■ Consignes:
A – Les affirmations suivantes concordent-elles avec le texte sur la poésie ? Répondez oui ou non à chacune en citant les mots décisifs du texte.
(i) Le texte affirme vouloir faire de son sujet un ravissement masochiste.
(ii) Les salamandres ont les yeux clos de jade.
(iii) L’Amibe possède des écailles de poisson et un bec d’oiseau.
B – Répondez à ces questions d’après le texte sur la poésie.
(i) Quelle exploration se crée, en plus d’un autre rapport à l’environnement ?
(ii) Quelle forme le texte donne-t-il aux salamandres ?
(iii) Quelle personne est nommée dans le second paragraphe ?
C – Poursuivez le texte sur la poésie à partir de sa dernière phrase.

■ Texte proposé:
· · · · ·

Pas question ici d’en faire un des ravissements masochistes. Mais le plus grand art de la poésie. Il nourrit la seule pensée : celui d’un testament cruel. Se crée aussi un autre rapport à l’environnement mais aussi une exploration du sens de l’existence. Une telle recherche passe ainsi la voie de la tige des plantes, des salamandres « en spirale infinie et leurs yeux clos de jade » et  « l’Amibe aux écailles de poisson et à bec d'oiseau pour sortir de l'oubli ».

Dans ces voies mais aussi celle des schiste Marie-françoise Ghesquier contourne la poudre de l’ombre  de nuits blanches et de marges de clairs obscurs. Les corps écoutent ce qui glissent entre leurs doigts : le sable d’une grève et parfois nos futures cendres alimentent notre repère là où la vie une lisière indécise.

· · · · ·

■ Extrait de source:
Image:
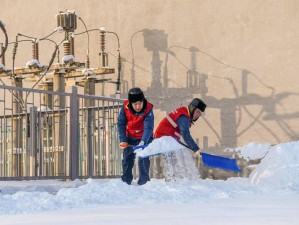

· · · · ·

■ Réponses:
A –
(i) Non : « Pas question ici d’en faire un des ravissements masochistes. »
(ii) Oui : « leurs yeux clos de jade »
(iii) Oui : « l’Amibe aux écailles de poisson et à bec d'oiseau »

B –
(i) Une exploration du sens de l’existence.
(ii) Une forme « en spirale infinie ».
(iii) Marie-françoise Ghesquier.

C –
Ici les évocations restent pudiques et prudentes entre notre future absence mais ce qui la précède : l’état d’éveil et de rêve. Une telle femme réchauffe l’âme en un tel bilan qui se veut bref et corrosif. Tout demeure pourtant impénétrable. Ici l’absence n’est pas expansive mais devient la délectable contraction du temps.

Tout reste sensuel mais subtilement décalée. Tout est troublant. L’auteure allie moins l’ascèse du tigre et l’exubérance de l’escargot à celles de l’amibie ou de l’abeille pour entamer des prises qui sculptent les corps là où la sensualité prend des formes paradoxales.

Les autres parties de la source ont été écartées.